BEGIN Records supplied
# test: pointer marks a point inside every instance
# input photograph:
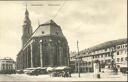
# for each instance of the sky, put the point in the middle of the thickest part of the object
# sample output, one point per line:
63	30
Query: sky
91	22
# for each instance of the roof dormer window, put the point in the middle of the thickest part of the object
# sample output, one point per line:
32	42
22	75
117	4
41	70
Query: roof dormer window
42	32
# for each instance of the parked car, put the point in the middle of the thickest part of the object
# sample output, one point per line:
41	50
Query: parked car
35	71
19	71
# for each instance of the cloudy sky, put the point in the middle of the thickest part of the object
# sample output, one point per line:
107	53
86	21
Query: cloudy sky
89	21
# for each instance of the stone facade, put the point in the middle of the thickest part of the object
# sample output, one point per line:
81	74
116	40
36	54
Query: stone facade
47	47
7	64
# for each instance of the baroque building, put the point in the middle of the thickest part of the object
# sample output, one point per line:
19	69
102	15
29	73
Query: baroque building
107	53
45	47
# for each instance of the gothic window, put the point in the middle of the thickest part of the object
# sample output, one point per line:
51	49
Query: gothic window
42	32
118	59
121	59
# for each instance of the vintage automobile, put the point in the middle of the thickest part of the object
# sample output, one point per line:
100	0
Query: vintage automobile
35	71
63	71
END Records supplied
Without copying the pictures, transcribe the entries exactly.

## [Response to this exercise]
# test: pointer marks a point inside every instance
# input photograph:
# for each instance of the sky, put the point in the middle of the thickest part of the object
# sample output, one point per line:
63	30
Query: sky
91	22
# for each instance of the roof dormer window, put the point in the middle of the thickest part of the object
# sample output, one point per line:
32	42
22	75
117	4
41	70
Query: roof dormer window
42	32
# for each instance of the parked car, put the point in the middle of the thickest part of the object
# sample output, one point per line:
41	50
Query: parked car
35	71
19	71
# for each instance of the cloudy sky, put the point in the middle of the thickest part of the object
# sample output, one point per line:
107	53
86	21
Query: cloudy sky
89	21
# for each instance of the stone facade, put the point in the middle of the thickest part of the object
# sample output, one point per line:
81	74
116	40
36	54
Query: stone facade
47	47
7	64
# for each instance of the baroque building, put the point in the middle of the thickest part of the object
# sample output, one point per line:
19	69
102	15
29	73
Query: baroque building
107	53
45	47
# for each instance of the gothic window, put the point in the middle of the thickest part of the object
# sample output, one point per line:
51	49
Query: gothic window
42	32
118	59
121	59
# for each instance of the vintage automobile, put the point in the middle of the thickest part of the object
# sample output, one point per line:
100	0
Query: vintage automobile
35	71
63	71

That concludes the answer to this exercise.